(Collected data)
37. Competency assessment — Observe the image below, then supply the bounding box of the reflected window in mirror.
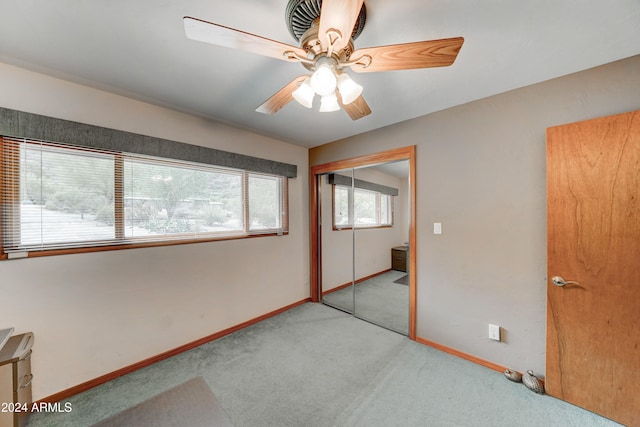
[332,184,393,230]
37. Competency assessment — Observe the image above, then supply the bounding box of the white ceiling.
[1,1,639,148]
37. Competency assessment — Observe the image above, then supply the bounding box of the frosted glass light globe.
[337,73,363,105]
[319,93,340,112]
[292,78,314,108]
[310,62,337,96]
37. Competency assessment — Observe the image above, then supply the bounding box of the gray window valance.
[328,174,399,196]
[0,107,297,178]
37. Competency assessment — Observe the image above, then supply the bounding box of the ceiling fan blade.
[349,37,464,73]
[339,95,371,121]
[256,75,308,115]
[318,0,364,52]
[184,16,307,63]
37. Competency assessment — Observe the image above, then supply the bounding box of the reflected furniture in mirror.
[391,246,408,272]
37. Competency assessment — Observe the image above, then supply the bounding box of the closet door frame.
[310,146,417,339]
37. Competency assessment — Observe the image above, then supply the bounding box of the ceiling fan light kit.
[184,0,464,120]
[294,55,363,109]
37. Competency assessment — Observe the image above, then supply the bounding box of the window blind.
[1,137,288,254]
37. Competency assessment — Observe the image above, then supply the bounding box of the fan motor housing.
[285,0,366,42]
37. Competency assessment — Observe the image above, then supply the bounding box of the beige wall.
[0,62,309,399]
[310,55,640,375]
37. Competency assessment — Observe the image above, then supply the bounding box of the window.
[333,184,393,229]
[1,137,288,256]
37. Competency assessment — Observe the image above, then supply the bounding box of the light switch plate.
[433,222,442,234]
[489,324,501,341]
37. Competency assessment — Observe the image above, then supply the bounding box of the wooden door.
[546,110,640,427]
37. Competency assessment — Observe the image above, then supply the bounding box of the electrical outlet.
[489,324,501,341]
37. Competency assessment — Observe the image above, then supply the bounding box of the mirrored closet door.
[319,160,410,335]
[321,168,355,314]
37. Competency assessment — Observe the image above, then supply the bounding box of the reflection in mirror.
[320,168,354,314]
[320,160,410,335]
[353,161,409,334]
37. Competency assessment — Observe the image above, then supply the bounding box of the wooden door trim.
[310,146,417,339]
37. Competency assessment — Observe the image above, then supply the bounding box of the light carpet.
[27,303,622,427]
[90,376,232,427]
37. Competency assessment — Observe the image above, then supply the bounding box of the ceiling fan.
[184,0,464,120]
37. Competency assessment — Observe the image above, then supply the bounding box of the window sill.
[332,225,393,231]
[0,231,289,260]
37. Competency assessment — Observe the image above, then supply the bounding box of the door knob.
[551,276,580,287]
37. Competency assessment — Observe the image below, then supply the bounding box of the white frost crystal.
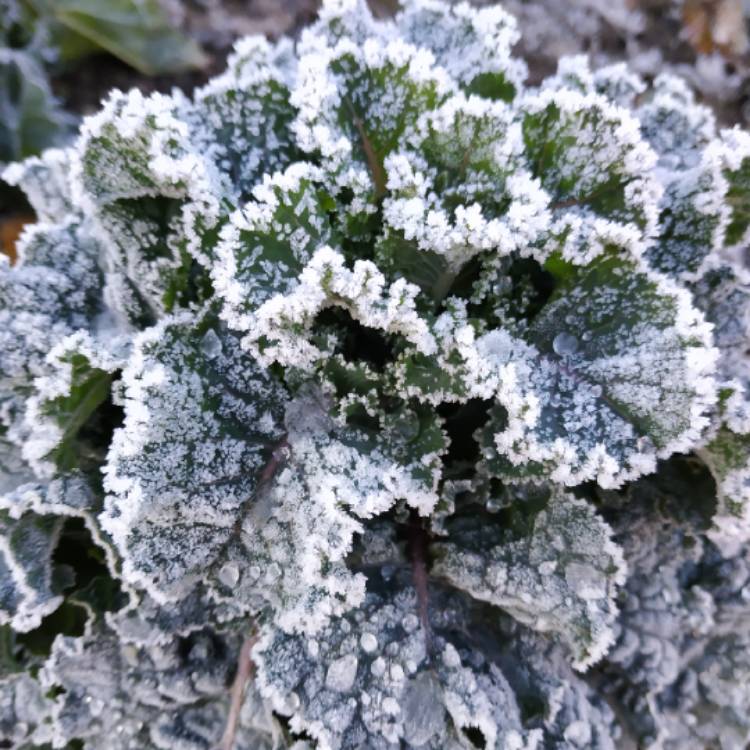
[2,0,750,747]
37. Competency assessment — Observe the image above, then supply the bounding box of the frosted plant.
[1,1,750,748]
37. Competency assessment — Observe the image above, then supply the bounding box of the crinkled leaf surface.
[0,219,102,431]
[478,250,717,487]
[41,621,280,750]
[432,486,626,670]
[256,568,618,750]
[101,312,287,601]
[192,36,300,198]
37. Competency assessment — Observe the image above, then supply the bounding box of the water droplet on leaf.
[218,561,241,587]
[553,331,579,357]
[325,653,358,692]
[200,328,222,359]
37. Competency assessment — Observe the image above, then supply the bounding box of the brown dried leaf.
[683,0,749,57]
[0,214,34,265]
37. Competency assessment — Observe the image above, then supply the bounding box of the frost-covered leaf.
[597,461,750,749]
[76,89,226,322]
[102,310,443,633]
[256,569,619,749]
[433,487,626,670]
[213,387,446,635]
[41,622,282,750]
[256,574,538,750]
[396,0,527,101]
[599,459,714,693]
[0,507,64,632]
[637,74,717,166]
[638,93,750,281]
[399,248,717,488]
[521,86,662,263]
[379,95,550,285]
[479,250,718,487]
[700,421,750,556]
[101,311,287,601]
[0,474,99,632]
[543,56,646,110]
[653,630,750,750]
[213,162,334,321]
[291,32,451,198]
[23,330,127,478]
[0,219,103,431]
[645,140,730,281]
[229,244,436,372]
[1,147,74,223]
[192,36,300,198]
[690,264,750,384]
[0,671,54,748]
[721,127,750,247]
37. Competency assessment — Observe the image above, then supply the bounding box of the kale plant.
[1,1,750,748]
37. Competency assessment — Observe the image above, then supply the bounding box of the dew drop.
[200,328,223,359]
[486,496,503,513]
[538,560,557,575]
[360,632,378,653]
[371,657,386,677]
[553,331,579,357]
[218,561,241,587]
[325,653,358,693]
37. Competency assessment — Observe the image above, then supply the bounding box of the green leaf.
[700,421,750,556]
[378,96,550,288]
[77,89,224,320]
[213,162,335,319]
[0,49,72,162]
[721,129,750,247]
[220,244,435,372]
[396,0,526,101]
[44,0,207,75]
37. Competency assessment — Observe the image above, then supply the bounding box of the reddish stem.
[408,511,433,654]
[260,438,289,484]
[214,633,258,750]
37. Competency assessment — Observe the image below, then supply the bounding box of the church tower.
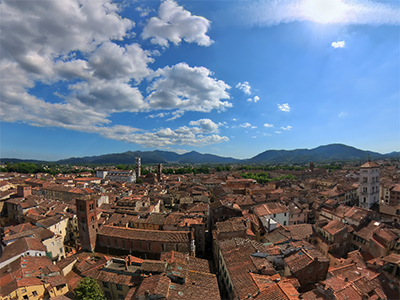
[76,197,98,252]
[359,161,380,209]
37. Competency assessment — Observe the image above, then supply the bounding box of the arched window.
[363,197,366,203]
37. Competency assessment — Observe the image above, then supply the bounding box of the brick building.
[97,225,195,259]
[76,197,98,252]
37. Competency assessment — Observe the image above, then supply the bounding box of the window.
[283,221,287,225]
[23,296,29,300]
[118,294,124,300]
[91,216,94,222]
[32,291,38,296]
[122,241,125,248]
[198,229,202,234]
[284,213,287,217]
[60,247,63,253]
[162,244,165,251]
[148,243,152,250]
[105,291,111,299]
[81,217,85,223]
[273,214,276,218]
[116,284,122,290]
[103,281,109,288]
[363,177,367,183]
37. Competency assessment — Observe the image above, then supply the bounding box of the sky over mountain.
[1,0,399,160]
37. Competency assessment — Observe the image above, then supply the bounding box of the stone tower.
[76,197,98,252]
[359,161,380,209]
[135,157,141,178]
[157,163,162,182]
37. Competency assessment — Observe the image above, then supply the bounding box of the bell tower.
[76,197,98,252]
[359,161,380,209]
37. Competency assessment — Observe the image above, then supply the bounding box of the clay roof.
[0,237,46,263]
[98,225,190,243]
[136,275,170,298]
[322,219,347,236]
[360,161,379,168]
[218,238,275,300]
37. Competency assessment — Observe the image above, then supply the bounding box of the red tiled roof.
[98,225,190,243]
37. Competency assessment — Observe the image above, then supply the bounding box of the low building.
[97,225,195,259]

Exercise description ▸
Copy out all the data above exactly as written. Skip the pictures.

Result of this task ▸
37. Competency assessment — Observe the image below, then supply the bounding box of the reflected window in mirror.
[332,184,393,230]
37. Competency assessment — Observe the image above, then supply the bounding box of the white ceiling.
[1,1,639,148]
37. Competency assessment — Observe the image above, then supply the bounding box of the frosted glass light globe.
[337,73,363,105]
[319,93,340,112]
[292,78,314,108]
[310,62,337,96]
37. Competency assessment — Observe the image above, then supply the bounding box of the gray window valance.
[328,174,399,196]
[0,107,297,178]
37. Competency assessment — Observe the image above, then supply the bounding box of the ceiling fan blade.
[349,37,464,73]
[339,95,371,121]
[256,75,308,115]
[318,0,364,52]
[184,16,307,63]
37. Competency assessment — Observe the image above, then supply the bounding box of the reflected furniture in mirror.
[391,246,408,272]
37. Competency assessment — Observe the image above, then supply the bounding box of the closet door frame.
[310,146,417,339]
37. Competency assessment — Observe the image above, then supply the bounding box of the ceiling fan light kit.
[184,0,464,120]
[294,55,363,109]
37. Competency assessment — Observe the image above, then supply the bounding box of the window blind.
[1,137,288,254]
37. Competency assessment — Observe the image above, then supply the bounding box of the fan motor housing.
[285,0,366,42]
37. Competency assessment — Observe the image above, then supply the bounding box of the beige wall.
[0,62,309,399]
[310,55,640,375]
37. Competency assessment — Observe the image above, then supply the bounding box of the window.
[333,184,393,229]
[1,137,288,256]
37. Competency assessment — Observe the image above, then supply the bounding box of the light switch plate.
[433,222,442,234]
[489,324,501,341]
37. Competency assessment — Observe the image above, then supply the bounding box of the wooden door.
[546,110,640,427]
37. Competency assessment — Observe the image above, then supply the bounding box of the electrical outlet.
[489,324,501,341]
37. Competency assessment — Observe the image above, then supply the bounding box of the mirrored closet door.
[319,160,410,335]
[321,168,355,314]
37. Competency assessment — Observe the image above, then supply the bounding box of the reflection in mirror.
[320,168,354,314]
[320,160,410,335]
[353,161,409,334]
37. Competency assessment — Observe the image above, then supply the bounding box of the wooden door trim.
[310,146,417,339]
37. Competency assessment — Observe the image above, then supply the bounding box of the light carpet.
[27,303,622,427]
[90,376,232,427]
37. Competency assessment — Observe the image above, then supply the bounding box of the ceiling fan.
[184,0,464,120]
37. Competency assessment — Observe the image above, then supply the bounding box of the window sill.
[332,225,393,231]
[0,231,289,260]
37. Competency assessment — Observe the image above, then supply the bounding box of the door knob.
[551,276,580,287]
37. Competency assessment — Observe the image below, then supply the bounding box of the white frost crystal.
[2,0,750,747]
37. Competency assessment — Observe the image above, then supply the bounding box of the frosted plant.
[1,1,750,748]
37. Competency assessment — Observe the image above, then supply the bounding box of the crinkled leaf surface.
[0,219,102,431]
[478,250,717,487]
[41,621,280,750]
[432,486,626,670]
[256,568,618,750]
[101,312,287,601]
[192,36,300,198]
37. Competency assessment — Observe the image above, then supply the bounding box of the water droplet on leaf.
[218,561,241,587]
[553,331,579,357]
[325,653,358,692]
[200,328,222,359]
37. Competency assessment — Observe the image above, then supply the bounding box of the brown dried leaf.
[683,0,749,57]
[0,214,34,265]
37. Competency assessment — Observe the image above, then supply the bounding box of the frost-covered leaf.
[597,461,750,749]
[76,89,226,322]
[102,310,443,633]
[256,569,619,749]
[433,487,626,670]
[213,387,446,635]
[41,622,282,750]
[256,574,538,750]
[396,0,527,101]
[599,459,714,693]
[0,507,64,632]
[637,74,717,166]
[638,93,750,281]
[399,248,717,488]
[521,86,662,263]
[379,95,550,285]
[479,250,718,487]
[700,421,750,556]
[101,311,287,601]
[0,474,99,632]
[543,56,646,110]
[653,630,750,750]
[213,162,334,321]
[291,32,451,198]
[23,330,127,478]
[0,219,103,431]
[645,140,730,281]
[229,244,436,372]
[1,147,74,223]
[192,36,300,198]
[690,264,750,384]
[0,671,54,748]
[721,127,750,247]
37. Competency assessment — Observe the image above, then supply the bounding box of the kale plant.
[1,1,750,748]
37. Competency assessment — Observe the image above, then supply the bounding box of the dew drop.
[200,328,223,359]
[486,496,503,513]
[538,560,557,575]
[360,632,378,653]
[371,657,386,677]
[553,331,579,357]
[218,561,241,587]
[325,653,358,693]
37. Competency assessment — Observe the image above, then supply the bounding box of the green leaf.
[700,421,750,556]
[378,96,550,288]
[77,89,224,320]
[213,162,335,319]
[0,49,72,162]
[721,129,750,247]
[220,244,435,372]
[396,0,526,101]
[44,0,207,75]
37. Competency assessment — Observe the image above, then supply the bounding box of the reddish stem.
[408,511,433,654]
[260,438,289,484]
[214,633,258,750]
37. Competency assessment — Observe the image below, then supply the bounding box of the church tower.
[76,197,98,252]
[359,161,380,209]
37. Competency assessment — Observe the image above, then supply the bounding box of the arched window.
[363,197,366,203]
37. Competency assessment — Observe the image above, then supply the bounding box of the brick building.
[97,225,195,259]
[76,197,98,252]
37. Competency assessment — Observe the image above, then supply the bounding box of the window.
[283,221,287,225]
[23,296,29,300]
[118,294,124,300]
[91,216,94,222]
[32,291,38,296]
[122,241,125,248]
[198,229,202,234]
[284,213,287,217]
[60,247,63,253]
[162,244,165,251]
[148,243,152,250]
[105,291,111,299]
[81,217,85,223]
[273,214,276,218]
[116,284,122,290]
[103,281,109,288]
[363,177,367,183]
37. Competency assessment — Observe the image above, then supply the bounding box of the sky over mountain.
[1,0,399,160]
37. Competency assessment — Observe the image above, then supply the bounding box of the stone tower.
[76,197,98,252]
[359,161,380,209]
[135,157,141,178]
[157,163,162,182]
37. Competency assessment — Observe the image above, then supply the bounding box of the bell tower.
[76,197,98,252]
[359,161,380,209]
37. Competency assessment — Observe the image above, then supply the bounding box of the clay roof.
[0,237,46,263]
[98,225,190,243]
[136,275,170,298]
[322,219,347,236]
[360,161,379,168]
[218,238,275,300]
37. Competency assessment — Observe the image above, then supply the bounding box of the red tiled roof.
[98,225,190,243]
37. Competency assessment — Observe the image above, then supply the bounding box of the low building.
[97,225,195,259]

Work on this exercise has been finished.